- Source text:
========

# Vintage Bicycle History Meet in Seattle



## RMS37 (Nov 1, 2010)

*Vintage Bicycle History Meet in **Seattle*

I thought I would post this on a couple of sites for anyone who is either local to the Seattle/Tacoma area or who has the weekend use of their company jet.

Despite being generally over booked in most aspects of my life, I have decided to put some energy into sponsoring a couple of local bicycle history events with the idea of providing a venue for local collectors to gather to discuss and study bicycle history outside of the busy environment of the Kent Swap meet and the LeMay Concours. I’ll be holding the first one on Saturday, November 13 at my shop space.

If the weather is decent that day, we will begin with a 5-mile ride to the Seattle Waterfront and back along a very flat bicycle trail. After the ride, we will have time for some general discussion at the shop, order in some food, and have a history presentation. We will end the secession with some time set aside to study bicycle literature, which I am encouraging everyone to bring and show or share. I hope to pick some dates and hold a couple of similar events annually.

I will tailor specific times and the meeting agenda to the response I get over the next week and forward that info and a map to interested parties.

Thanks,

Phil


----------



## fatbike (Nov 1, 2010)

Sounds fun!


----------



## RMS37 (Nov 2, 2010)

========

- Problem set:
(1) In the Seattle bicycle meet thread, on what day will the first event be held?
(2) Extend the Seattle bicycle meet thread past its final line.
The data that comes next is separate material, apart from the Seattle bicycle meet thread.

Stored data entries:
========

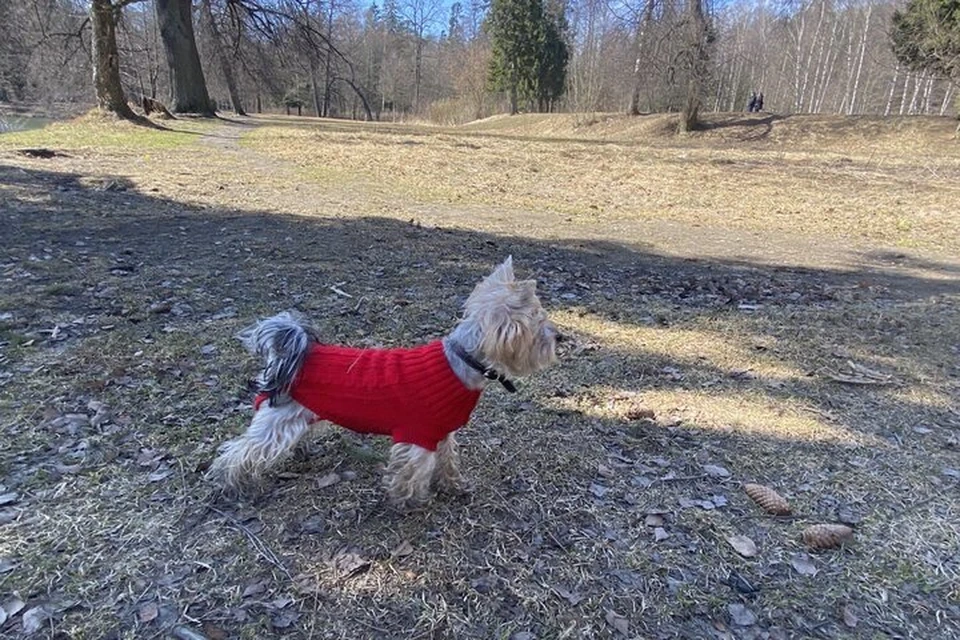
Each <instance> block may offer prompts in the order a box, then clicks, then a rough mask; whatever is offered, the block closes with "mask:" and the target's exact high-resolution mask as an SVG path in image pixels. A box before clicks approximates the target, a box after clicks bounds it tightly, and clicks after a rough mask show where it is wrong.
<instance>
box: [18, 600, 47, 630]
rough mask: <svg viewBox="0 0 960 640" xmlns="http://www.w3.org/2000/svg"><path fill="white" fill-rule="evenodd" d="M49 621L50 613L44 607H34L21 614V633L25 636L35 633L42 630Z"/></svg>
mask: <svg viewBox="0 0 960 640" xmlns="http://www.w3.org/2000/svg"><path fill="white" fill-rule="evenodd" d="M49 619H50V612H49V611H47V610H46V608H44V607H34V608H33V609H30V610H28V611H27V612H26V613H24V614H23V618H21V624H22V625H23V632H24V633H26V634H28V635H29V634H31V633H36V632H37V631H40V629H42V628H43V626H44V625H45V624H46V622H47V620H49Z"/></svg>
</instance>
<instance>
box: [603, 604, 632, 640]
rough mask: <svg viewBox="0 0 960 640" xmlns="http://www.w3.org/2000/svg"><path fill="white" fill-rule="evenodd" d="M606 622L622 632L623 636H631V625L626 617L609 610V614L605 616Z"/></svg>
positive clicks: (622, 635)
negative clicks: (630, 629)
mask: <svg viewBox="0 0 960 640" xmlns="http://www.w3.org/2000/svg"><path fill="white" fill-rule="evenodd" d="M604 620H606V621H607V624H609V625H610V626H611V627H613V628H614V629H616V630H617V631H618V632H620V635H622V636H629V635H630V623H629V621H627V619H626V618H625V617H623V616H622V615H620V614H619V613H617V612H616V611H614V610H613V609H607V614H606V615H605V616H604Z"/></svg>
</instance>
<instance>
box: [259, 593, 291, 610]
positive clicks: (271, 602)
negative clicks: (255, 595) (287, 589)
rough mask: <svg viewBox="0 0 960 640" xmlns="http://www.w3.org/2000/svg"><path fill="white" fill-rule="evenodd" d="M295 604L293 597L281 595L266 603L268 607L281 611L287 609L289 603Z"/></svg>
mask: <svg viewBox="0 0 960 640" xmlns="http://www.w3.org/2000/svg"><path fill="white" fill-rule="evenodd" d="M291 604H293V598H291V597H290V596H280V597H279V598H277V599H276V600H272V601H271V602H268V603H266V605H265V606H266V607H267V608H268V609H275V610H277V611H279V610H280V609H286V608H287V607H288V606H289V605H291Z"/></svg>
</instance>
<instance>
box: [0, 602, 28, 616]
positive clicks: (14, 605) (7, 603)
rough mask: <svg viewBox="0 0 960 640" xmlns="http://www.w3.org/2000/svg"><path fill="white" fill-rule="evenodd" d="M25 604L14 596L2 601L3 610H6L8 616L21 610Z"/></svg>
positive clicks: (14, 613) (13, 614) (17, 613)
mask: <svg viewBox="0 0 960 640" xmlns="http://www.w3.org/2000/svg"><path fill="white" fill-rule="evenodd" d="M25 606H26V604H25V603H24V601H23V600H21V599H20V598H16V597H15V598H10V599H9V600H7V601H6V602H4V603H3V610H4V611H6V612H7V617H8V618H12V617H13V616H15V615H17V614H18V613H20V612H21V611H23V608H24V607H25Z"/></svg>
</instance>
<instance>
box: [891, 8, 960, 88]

========

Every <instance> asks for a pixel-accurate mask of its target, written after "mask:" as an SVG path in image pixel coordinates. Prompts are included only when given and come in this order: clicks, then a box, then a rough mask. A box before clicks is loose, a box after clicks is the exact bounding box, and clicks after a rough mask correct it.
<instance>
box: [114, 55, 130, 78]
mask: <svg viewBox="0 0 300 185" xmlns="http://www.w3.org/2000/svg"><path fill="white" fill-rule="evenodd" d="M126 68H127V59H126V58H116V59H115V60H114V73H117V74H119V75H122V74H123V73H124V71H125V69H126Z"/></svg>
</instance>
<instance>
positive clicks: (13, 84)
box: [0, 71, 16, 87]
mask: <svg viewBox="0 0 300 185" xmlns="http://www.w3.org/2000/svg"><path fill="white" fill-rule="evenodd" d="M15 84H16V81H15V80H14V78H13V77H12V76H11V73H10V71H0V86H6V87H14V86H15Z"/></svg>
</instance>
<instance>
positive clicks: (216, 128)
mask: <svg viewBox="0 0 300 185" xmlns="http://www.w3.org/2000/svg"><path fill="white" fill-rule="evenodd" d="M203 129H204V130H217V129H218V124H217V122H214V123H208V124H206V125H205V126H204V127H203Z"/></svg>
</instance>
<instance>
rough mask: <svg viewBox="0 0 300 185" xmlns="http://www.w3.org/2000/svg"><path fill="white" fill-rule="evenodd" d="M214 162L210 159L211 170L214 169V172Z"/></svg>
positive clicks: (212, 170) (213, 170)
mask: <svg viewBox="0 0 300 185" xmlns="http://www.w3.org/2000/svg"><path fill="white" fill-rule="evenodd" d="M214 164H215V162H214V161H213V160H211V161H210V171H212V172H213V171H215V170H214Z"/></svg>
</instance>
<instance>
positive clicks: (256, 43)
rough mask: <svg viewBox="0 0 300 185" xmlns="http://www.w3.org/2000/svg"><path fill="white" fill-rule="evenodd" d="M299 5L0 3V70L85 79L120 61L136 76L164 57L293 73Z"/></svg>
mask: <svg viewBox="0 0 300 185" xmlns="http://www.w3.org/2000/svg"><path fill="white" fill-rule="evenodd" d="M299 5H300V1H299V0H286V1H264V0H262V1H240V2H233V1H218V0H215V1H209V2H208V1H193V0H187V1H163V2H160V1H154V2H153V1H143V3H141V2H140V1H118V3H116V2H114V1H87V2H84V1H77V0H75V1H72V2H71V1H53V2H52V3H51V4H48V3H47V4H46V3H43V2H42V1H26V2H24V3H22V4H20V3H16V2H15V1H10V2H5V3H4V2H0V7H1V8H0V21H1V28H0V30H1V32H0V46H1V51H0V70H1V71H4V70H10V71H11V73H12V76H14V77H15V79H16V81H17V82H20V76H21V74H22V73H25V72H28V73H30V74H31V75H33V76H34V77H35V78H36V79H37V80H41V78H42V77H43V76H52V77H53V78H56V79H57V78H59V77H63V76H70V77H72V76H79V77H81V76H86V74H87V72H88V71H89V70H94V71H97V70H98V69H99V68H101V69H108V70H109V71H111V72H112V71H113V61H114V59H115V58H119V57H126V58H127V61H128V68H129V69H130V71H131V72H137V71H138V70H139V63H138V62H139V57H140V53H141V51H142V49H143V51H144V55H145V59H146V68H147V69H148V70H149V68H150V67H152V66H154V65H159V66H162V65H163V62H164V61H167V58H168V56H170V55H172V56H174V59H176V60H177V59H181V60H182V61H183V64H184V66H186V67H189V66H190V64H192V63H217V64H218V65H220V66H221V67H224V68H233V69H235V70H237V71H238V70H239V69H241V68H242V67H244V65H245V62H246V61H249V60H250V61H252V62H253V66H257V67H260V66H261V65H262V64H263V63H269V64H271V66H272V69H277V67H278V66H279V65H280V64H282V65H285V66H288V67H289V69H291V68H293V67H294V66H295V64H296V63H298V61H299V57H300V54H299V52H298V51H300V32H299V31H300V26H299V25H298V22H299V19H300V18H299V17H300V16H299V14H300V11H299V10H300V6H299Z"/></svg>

========

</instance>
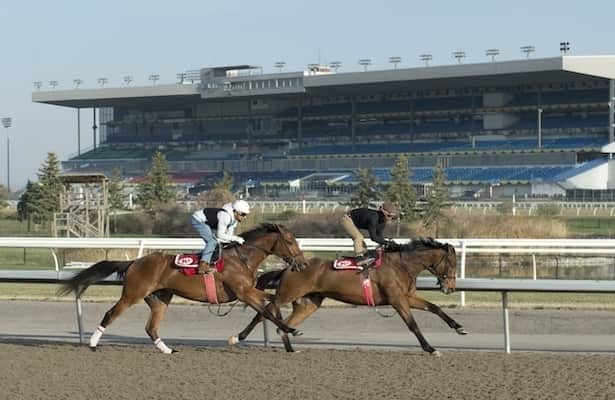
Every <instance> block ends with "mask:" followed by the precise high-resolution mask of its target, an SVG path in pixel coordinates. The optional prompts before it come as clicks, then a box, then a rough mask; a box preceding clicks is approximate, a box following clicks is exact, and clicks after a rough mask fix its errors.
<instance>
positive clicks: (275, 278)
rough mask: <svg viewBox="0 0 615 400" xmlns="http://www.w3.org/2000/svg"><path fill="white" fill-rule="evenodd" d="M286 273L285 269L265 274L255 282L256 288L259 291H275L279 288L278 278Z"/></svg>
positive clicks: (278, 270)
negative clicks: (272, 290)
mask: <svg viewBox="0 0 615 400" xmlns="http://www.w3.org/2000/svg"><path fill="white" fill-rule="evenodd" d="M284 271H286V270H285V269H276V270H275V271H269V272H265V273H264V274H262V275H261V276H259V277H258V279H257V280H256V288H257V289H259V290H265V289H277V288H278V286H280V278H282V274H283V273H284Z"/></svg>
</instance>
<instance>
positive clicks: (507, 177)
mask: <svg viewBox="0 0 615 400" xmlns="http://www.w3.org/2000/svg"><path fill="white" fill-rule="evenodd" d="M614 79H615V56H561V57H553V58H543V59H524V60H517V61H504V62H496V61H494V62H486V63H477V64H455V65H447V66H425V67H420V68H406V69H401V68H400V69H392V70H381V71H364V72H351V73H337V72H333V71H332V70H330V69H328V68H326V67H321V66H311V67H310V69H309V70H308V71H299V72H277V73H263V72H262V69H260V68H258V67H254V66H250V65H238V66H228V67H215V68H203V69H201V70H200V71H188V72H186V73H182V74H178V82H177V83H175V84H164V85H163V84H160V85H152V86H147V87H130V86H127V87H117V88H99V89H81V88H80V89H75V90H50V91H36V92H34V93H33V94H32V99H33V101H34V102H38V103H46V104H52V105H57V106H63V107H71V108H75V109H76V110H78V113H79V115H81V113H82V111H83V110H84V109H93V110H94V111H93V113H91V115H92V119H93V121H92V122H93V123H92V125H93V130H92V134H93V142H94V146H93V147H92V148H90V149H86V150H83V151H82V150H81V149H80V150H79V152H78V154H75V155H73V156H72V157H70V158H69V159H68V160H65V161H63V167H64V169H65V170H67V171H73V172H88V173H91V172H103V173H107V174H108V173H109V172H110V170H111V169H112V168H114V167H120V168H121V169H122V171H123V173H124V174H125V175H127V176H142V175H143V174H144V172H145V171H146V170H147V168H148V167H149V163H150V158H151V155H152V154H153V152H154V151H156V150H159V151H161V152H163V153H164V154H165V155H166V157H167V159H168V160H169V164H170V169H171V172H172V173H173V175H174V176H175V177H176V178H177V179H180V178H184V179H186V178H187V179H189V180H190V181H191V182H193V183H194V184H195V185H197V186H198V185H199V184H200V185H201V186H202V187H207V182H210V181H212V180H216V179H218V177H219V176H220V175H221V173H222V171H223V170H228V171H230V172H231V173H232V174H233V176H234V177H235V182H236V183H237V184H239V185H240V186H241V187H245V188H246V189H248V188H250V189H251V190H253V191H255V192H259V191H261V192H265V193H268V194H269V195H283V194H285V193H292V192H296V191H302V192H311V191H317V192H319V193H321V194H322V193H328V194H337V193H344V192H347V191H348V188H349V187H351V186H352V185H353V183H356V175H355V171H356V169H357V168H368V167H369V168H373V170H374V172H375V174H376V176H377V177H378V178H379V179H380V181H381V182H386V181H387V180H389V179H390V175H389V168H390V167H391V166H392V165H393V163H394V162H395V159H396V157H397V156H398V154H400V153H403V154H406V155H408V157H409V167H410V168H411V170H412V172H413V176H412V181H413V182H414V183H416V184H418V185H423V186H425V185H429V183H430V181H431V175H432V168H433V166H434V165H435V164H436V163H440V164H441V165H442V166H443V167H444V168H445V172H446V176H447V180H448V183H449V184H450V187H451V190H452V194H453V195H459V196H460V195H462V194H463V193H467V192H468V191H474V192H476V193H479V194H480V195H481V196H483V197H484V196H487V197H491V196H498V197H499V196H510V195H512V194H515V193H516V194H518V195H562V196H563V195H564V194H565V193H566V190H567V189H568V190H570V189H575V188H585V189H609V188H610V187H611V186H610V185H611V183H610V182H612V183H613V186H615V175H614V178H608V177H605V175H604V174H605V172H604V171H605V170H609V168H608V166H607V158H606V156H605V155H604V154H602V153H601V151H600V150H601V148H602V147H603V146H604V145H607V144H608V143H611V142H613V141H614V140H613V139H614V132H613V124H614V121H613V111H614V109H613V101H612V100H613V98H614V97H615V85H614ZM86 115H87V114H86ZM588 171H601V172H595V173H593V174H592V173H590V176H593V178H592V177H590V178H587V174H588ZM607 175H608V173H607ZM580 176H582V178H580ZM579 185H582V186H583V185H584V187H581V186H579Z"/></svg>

========

- Answers per task:
(1) Saturday, November 13

(2)
Derek, I hope you and some of your Portland Compadres are able to make it up for the event!


----------



## IJamEcono (Nov 2, 2010)

I wish you could take this history presentation on the road!


----------



## RMS37 (Nov 2, 2010)

I'm with you on that! I wish we could travel more but our annual trip to the Iron Ranch Swap Meet is as far from home (about 200 miles) that we've been able to go in the last seven years for the usual family, work, and $ reasons.


----------



## Vintage Velo (Nov 2, 2010)

Count Me in Phil. I'll be there for the ride if I don't have to work. After work if? Hope that hawthorne history idea sticks. Thanks, Mike


----------



## militarymonark (Nov 2, 2010)

omgosh phil, I SO want to make this trip but I can't im so bummed. You should do one of these before the seattle swap and make it a huge weekend deal friday night collection hop, sat your thing  and isn't  sunday the swap?


----------



## RMS37 (Nov 4, 2010)

Hi Mike and Patrick,

Mike, I sent you an email this morning concerning the timetable for the ride and meet, I’m still looking for input to make the event schedule work well for people planning on attending from Tacoma

And Patrick, I really appreciate the sentiment from everyone who would like to attend but is out of reach distance wise for the event. We did hitch a presentation onto the 2007 Kent Swap meet Wagon and that worked well to give a boost to both events. I am considering doing something similar next year for Kent (end of March), or adding something similar to the LeMay weekend or perhaps both.


----------



## Vintage Velo (Nov 4, 2010)

Thanks Phil, I will be at the meeting for sure, as even if I have to work that day I get off at 3:30 and am on the ship canal so I think that must be near. Look forward to learning more info about old bicycles, Mike


----------



## BWbiker (Nov 5, 2010)

Wish I could be there Phil but I am traveling next week. Hopefully the next one will work! Brad


----------



## RMS37 (Nov 5, 2010)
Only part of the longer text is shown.